● **Data provided**
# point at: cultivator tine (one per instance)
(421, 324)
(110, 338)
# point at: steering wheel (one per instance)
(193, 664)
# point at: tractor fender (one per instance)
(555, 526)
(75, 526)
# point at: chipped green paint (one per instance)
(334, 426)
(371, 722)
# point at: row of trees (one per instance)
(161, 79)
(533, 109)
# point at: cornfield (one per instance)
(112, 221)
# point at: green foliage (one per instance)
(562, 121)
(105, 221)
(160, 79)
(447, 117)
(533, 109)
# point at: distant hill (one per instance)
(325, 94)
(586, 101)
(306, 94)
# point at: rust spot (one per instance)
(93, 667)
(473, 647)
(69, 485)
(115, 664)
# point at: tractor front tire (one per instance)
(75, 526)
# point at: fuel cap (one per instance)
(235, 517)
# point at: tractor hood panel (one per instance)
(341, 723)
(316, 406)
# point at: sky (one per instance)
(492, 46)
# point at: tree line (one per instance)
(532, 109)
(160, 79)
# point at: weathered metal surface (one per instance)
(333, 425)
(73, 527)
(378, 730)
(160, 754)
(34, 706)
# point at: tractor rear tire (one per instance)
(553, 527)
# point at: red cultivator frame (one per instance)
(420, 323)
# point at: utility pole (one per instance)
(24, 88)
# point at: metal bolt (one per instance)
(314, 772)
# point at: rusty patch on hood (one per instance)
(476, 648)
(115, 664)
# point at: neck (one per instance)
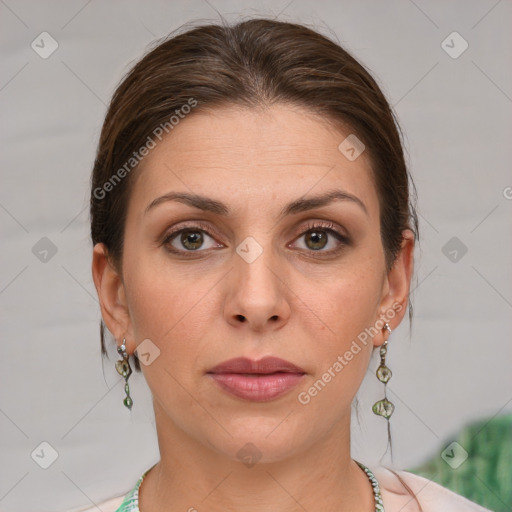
(190, 475)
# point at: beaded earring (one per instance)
(124, 369)
(384, 407)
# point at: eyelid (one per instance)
(198, 225)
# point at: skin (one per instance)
(294, 302)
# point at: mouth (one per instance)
(257, 381)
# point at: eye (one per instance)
(318, 236)
(192, 238)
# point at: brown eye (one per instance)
(322, 238)
(192, 240)
(316, 239)
(189, 239)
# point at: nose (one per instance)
(256, 293)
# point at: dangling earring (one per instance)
(124, 369)
(384, 407)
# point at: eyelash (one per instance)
(198, 226)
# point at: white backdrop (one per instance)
(454, 104)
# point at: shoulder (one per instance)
(107, 506)
(432, 496)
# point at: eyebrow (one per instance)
(219, 208)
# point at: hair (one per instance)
(253, 63)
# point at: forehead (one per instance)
(252, 156)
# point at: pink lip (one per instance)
(258, 381)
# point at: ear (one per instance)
(395, 292)
(111, 294)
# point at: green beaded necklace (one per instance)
(131, 501)
(379, 505)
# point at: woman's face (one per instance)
(268, 267)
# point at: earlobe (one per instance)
(397, 286)
(111, 294)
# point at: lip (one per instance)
(258, 381)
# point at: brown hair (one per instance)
(253, 63)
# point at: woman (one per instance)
(253, 243)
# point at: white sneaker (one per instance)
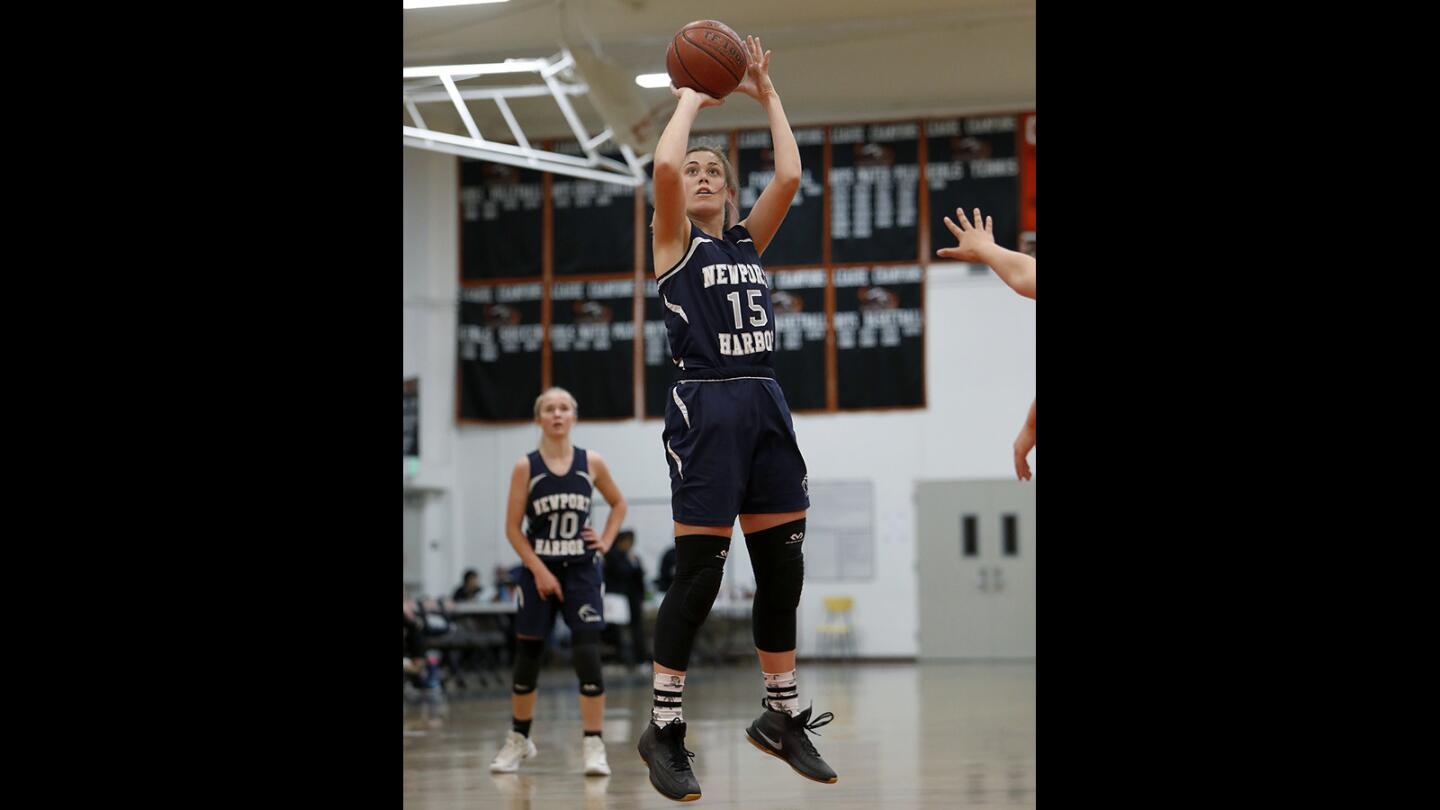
(514, 750)
(595, 763)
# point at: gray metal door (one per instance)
(977, 558)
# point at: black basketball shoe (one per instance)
(664, 751)
(781, 735)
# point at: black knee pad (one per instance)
(527, 665)
(585, 653)
(779, 572)
(699, 571)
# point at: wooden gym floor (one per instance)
(905, 735)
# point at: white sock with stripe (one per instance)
(667, 699)
(781, 692)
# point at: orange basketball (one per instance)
(709, 56)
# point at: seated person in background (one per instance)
(468, 588)
(625, 575)
(504, 584)
(667, 570)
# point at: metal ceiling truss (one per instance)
(594, 166)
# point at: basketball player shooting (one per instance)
(729, 437)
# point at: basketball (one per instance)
(707, 56)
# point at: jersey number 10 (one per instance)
(569, 523)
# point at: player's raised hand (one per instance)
(971, 237)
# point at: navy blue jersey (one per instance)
(558, 508)
(717, 303)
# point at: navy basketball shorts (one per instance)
(583, 585)
(730, 447)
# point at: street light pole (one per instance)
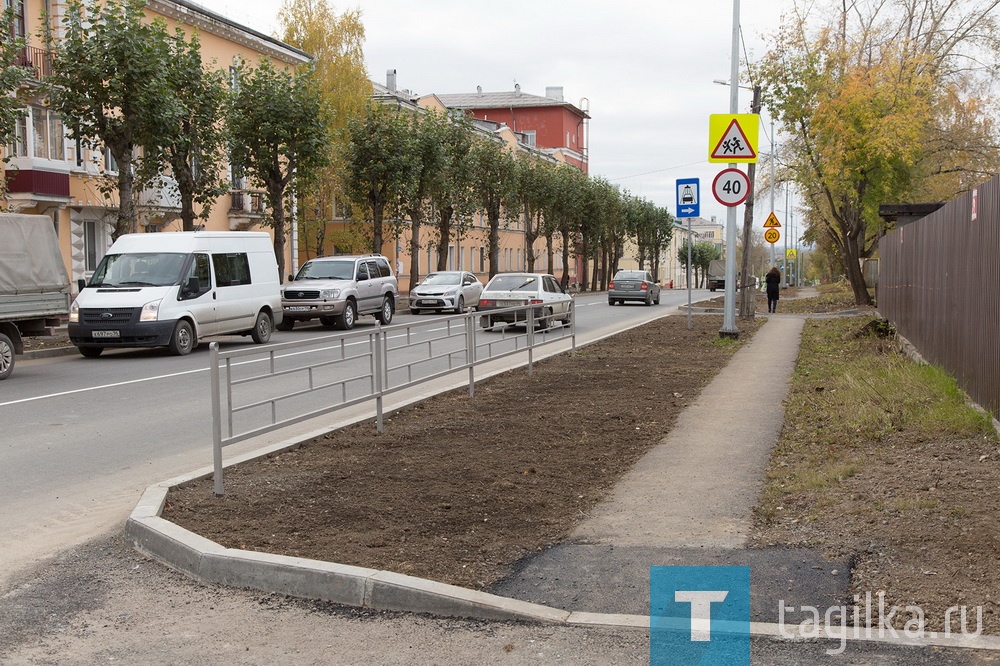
(729, 329)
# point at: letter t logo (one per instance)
(701, 610)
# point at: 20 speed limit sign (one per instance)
(731, 187)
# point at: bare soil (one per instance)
(459, 489)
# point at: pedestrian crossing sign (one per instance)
(732, 137)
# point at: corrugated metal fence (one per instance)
(939, 283)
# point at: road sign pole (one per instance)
(729, 329)
(772, 181)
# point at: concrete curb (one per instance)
(208, 561)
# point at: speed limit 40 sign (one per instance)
(731, 187)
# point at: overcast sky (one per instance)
(643, 68)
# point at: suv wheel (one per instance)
(385, 314)
(345, 321)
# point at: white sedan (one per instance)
(446, 290)
(509, 290)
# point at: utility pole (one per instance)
(747, 297)
(729, 329)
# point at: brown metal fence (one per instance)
(939, 283)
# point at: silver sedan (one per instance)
(446, 290)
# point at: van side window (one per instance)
(231, 269)
(201, 269)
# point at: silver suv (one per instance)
(338, 289)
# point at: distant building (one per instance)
(548, 123)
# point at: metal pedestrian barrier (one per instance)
(257, 390)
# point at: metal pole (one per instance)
(213, 366)
(729, 329)
(772, 184)
(690, 325)
(784, 259)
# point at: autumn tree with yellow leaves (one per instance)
(335, 42)
(885, 101)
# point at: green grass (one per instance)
(849, 395)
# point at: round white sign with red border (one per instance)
(731, 187)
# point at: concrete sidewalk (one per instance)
(687, 502)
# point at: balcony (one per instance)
(247, 208)
(37, 61)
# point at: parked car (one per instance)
(633, 286)
(446, 290)
(507, 290)
(338, 289)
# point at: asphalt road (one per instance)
(83, 437)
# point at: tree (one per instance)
(872, 102)
(278, 134)
(110, 84)
(193, 145)
(378, 164)
(451, 192)
(335, 42)
(491, 171)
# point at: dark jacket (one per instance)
(772, 281)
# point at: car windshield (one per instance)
(139, 269)
(327, 270)
(443, 278)
(514, 283)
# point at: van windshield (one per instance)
(139, 269)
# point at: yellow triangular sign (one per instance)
(734, 144)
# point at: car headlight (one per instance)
(150, 311)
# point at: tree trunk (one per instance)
(275, 195)
(416, 217)
(444, 235)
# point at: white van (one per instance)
(173, 289)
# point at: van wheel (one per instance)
(182, 340)
(261, 332)
(6, 356)
(346, 320)
(385, 314)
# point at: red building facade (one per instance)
(547, 123)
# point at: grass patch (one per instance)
(850, 397)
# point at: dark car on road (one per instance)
(629, 285)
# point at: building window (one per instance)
(20, 146)
(93, 244)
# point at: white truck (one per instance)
(34, 284)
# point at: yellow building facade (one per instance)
(50, 174)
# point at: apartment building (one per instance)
(50, 174)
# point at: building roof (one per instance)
(503, 100)
(205, 19)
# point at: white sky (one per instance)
(646, 66)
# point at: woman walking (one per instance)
(773, 282)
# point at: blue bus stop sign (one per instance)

● **Brief**
In the records above, find the line containing "# point at: grass patch (one per instance)"; please retype it and every line after it through the last line, exactly and with nothing else.

● **Written response**
# point at: grass patch (one per instance)
(850, 397)
# point at: dark car on road (one per instance)
(629, 285)
# point at: building window (one per instance)
(20, 146)
(93, 244)
# point at: white truck (one per instance)
(34, 284)
# point at: yellow building facade (one per instance)
(50, 174)
# point at: apartment building (one per instance)
(50, 174)
# point at: building roof (one per instance)
(503, 100)
(205, 19)
# point at: white sky (one per instance)
(646, 66)
# point at: woman walking (one per instance)
(773, 282)
# point at: blue bus stop sign (one per instance)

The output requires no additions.